■ Extract
^^^^
Now, a couple things to note about this passage. One: a cursory justification for the feet-to-yards conversion is made for missiles ("little light and low ceilings overhead"). Two: absolutely no justification is attempted for the expansion of magic spell ranges; it is purely a matter of raw game balance ("devices of the game... designed to fit the game"). In fact, to my knowledge, Gygax never attempted any in-world explanation or rationalization for this phenomenon. (You can of course make up your own: Do magic energies follow ballistic trajectories and get limited by ceiling height? Is every underworld locale uniformly imbued by dark counter-energies that reduce magic effects? Not to say that any such claim is in any rules text.) Ultimately Gygax hangs his hat on, "It would be folly, after all, to try to have such [magic] as effective attack modes if feet were not converted to yards outdoors, where visibility, movement, and conventional weapons attack ranges are based on actual fact." But this ignores the actual actual fact that shooting an individual man at 210 yards with a longbow is sheer lunacy in the first place.

Here's the thing that occurred to me a few days ago, and that I'm embarrassed at how many years it took me to observe: The whole notion of indoors-versus-outdoors is a false path and a distraction. The real issue is whether the action is at mass-scale or man-to-man-scale. Which again, is the original error, the essential oversight in the new section of Chainmail.

Let's look at some data. There's a notable real-world circumstance in our favor; modern archery competitions in the United Kingdom have the exact distinction that we're looking for here. There's standard target archery, at a fairly close range, with a target passingly close to the size of man; and separately, clout archery at a distance near the limit of a classic longbow, with a relatively huge target area (fundamentally simulating shooting at an army). Specifically: standard target sizes are 122 cm in diameter (approximately 4 feet, or 2 foot radius). Clout archery for adult men is held at 180 yards range, with a target area 12 feet in radius, and a central "clout" (bullseye) of 18 inches radius (that is, about the size of the entire short-range target, or roughly a single man's area).

Here are results for the Yorkshire Archery 2018 Clout tournament. For more, here are results from the National Clout Championships of 2016. Here's a data analysis by myself (ODS spreadsheet) of the latter tournament for the Gentleman's Longbow event . Some results of that analysis (N = 30, discounting last two outliers with only one point between them): The average hit rate on the 12-foot radius target at 180 yards was just 42% (ranging from 11% for the bottom-performers, to 83% for the winner). The average hit rate on the central bullseye/clout -- about the size of a man (assuming a totally immobile, defenseless one) -- was only 1%!. (Even the winner himself only scored a 1% hit rate on the centermost target; the two runners-up scored 6% and 8% bullseye rates, but these may be considered pure luck since their overall accuracy was not as good as the winner's, and in any event represent the equivalent of natural-20's for these almost-England's-best-archers).
^^^^
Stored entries
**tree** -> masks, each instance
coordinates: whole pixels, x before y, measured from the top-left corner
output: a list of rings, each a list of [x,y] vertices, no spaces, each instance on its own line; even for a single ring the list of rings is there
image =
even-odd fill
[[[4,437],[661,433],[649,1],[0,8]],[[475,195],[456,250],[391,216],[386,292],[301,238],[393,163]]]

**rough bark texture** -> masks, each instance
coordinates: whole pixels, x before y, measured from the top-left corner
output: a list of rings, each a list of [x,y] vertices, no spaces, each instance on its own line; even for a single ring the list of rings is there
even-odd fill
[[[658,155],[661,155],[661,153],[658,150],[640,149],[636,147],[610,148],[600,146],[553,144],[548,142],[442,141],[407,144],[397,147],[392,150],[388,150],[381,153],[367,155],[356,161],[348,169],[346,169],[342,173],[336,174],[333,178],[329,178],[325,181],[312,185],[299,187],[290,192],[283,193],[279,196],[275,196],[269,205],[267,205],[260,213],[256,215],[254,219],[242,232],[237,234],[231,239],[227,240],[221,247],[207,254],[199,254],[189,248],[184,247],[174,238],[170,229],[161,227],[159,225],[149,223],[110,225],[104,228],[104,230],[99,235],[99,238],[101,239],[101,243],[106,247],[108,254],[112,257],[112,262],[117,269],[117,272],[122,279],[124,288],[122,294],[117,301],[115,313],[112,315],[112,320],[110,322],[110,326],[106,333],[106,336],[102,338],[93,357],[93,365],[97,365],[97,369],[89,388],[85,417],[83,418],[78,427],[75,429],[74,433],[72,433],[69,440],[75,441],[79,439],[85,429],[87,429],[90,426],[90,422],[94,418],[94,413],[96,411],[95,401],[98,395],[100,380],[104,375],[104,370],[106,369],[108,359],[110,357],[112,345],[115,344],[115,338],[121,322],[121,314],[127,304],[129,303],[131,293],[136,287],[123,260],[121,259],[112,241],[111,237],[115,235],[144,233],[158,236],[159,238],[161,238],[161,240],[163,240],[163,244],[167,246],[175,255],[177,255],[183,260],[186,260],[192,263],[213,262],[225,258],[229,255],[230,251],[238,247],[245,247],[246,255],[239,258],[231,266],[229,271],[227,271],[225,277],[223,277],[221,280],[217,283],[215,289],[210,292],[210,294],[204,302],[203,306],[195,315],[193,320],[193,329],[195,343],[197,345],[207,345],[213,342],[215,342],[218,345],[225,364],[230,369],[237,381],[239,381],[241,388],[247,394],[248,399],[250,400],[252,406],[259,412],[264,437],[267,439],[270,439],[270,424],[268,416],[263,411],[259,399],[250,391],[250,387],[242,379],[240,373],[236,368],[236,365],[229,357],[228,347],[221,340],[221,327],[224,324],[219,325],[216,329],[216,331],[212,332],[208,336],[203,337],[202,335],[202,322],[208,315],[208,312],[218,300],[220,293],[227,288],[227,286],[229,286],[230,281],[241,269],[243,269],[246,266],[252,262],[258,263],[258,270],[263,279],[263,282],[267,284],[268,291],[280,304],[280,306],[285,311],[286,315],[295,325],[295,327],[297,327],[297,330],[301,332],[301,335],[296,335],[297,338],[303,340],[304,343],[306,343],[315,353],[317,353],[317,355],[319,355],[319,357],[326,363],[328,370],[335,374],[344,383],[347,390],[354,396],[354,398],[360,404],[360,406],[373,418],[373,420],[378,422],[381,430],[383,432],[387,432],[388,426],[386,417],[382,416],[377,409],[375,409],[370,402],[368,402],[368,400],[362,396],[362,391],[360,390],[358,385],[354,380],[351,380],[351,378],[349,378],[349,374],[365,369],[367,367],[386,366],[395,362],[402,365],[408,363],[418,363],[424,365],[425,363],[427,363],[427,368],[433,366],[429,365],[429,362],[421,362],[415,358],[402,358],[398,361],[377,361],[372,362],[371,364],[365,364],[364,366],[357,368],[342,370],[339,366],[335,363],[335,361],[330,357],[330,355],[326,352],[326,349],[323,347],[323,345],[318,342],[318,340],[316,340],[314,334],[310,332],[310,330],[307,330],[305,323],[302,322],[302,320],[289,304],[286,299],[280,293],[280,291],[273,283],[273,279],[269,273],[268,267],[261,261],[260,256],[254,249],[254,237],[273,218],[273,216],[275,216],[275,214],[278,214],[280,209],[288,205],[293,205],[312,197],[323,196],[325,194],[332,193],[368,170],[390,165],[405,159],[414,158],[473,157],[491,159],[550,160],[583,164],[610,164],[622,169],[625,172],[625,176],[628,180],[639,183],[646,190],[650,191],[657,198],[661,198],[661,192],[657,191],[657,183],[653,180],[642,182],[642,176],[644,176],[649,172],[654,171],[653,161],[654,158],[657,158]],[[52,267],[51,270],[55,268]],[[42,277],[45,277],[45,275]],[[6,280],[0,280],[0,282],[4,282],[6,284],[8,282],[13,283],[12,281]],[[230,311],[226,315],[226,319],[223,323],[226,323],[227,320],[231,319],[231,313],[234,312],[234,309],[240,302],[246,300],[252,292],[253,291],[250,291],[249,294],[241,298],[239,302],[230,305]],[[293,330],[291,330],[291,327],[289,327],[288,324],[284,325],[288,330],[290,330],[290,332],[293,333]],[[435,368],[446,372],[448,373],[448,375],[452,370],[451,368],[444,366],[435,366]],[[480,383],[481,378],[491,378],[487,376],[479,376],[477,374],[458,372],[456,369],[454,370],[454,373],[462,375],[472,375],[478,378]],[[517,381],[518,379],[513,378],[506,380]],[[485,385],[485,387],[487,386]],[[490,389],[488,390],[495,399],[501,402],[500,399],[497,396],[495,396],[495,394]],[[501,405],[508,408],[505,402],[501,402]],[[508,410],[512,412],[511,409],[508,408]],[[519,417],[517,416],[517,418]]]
^^^^
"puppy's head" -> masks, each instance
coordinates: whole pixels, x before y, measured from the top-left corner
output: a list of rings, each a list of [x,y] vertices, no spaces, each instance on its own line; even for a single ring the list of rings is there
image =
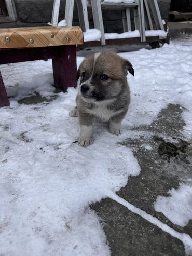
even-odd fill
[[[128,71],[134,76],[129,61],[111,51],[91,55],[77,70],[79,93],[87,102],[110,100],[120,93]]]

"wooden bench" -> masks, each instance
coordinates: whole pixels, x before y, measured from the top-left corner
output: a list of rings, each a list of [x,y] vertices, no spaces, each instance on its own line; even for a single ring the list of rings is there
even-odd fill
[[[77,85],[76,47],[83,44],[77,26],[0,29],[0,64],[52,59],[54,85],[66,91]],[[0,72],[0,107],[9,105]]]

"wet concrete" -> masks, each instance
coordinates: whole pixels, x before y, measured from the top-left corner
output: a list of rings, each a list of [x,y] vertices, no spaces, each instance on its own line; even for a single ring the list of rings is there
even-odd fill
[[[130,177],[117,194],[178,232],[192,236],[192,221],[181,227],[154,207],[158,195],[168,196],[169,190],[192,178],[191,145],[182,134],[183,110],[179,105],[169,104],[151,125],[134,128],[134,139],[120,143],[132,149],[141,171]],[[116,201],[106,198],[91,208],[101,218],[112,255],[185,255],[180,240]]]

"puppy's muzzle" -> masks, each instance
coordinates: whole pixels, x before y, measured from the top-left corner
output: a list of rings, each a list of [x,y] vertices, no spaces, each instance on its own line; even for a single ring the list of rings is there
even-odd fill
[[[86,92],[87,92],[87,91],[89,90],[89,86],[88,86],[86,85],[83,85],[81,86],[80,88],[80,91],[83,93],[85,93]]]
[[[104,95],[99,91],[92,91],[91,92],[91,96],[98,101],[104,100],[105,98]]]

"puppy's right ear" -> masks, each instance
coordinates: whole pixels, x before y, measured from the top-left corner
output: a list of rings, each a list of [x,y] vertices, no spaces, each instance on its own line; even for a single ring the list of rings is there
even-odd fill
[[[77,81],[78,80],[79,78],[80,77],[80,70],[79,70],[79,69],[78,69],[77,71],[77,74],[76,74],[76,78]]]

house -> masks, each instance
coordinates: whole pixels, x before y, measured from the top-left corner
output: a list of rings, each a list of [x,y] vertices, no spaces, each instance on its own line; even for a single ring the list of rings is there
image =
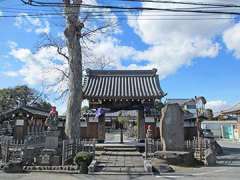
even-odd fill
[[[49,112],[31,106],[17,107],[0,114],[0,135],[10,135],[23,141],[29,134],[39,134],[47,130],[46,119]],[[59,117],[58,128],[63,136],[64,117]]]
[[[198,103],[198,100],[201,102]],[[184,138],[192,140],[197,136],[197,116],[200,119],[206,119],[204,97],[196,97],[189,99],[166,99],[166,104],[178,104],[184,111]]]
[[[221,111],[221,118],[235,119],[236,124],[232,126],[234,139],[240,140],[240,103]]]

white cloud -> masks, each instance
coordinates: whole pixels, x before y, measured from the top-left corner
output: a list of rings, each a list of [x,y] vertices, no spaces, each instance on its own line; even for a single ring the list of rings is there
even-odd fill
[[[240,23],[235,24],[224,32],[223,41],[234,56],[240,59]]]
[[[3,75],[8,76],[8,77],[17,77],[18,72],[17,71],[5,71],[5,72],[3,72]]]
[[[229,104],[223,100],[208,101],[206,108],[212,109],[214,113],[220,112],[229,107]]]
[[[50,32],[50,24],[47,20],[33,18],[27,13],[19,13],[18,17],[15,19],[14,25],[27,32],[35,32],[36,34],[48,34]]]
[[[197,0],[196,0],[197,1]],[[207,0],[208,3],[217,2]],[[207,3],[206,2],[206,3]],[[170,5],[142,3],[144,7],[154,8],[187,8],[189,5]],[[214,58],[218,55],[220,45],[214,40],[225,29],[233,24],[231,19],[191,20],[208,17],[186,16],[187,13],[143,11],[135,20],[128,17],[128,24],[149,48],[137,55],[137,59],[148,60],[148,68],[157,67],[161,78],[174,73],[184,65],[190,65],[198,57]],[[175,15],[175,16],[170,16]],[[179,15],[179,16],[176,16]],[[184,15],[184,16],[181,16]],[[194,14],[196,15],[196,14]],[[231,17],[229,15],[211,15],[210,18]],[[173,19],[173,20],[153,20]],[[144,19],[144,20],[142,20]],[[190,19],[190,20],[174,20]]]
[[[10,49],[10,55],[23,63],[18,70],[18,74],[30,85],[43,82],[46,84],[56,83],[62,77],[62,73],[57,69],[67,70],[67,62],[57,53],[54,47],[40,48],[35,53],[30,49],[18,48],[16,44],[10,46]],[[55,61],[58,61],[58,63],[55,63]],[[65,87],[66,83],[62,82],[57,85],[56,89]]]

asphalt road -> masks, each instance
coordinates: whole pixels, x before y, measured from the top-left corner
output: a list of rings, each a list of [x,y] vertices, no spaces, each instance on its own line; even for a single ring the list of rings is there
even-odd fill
^^^^
■ Activity A
Please retype a portion of the passage on archery and game ranges, beginning at the words that contain "Here's the thing" and stopping after "section of Chainmail.".
■ Activity B
According to the passage on archery and game ranges, what was the average hit rate on the 12-foot radius target at 180 yards in the Gentleman's Longbow event?
These records were drawn from a separate source.

■ Task solution A
Here's the thing that occurred to me a few days ago, and that I'm embarrassed at how many years it took me to observe: The whole notion of indoors-versus-outdoors is a false path and a distraction. The real issue is whether the action is at mass-scale or man-to-man-scale. Which again, is the original error, the essential oversight in the new section of Chainmail.

■ Task solution B
42%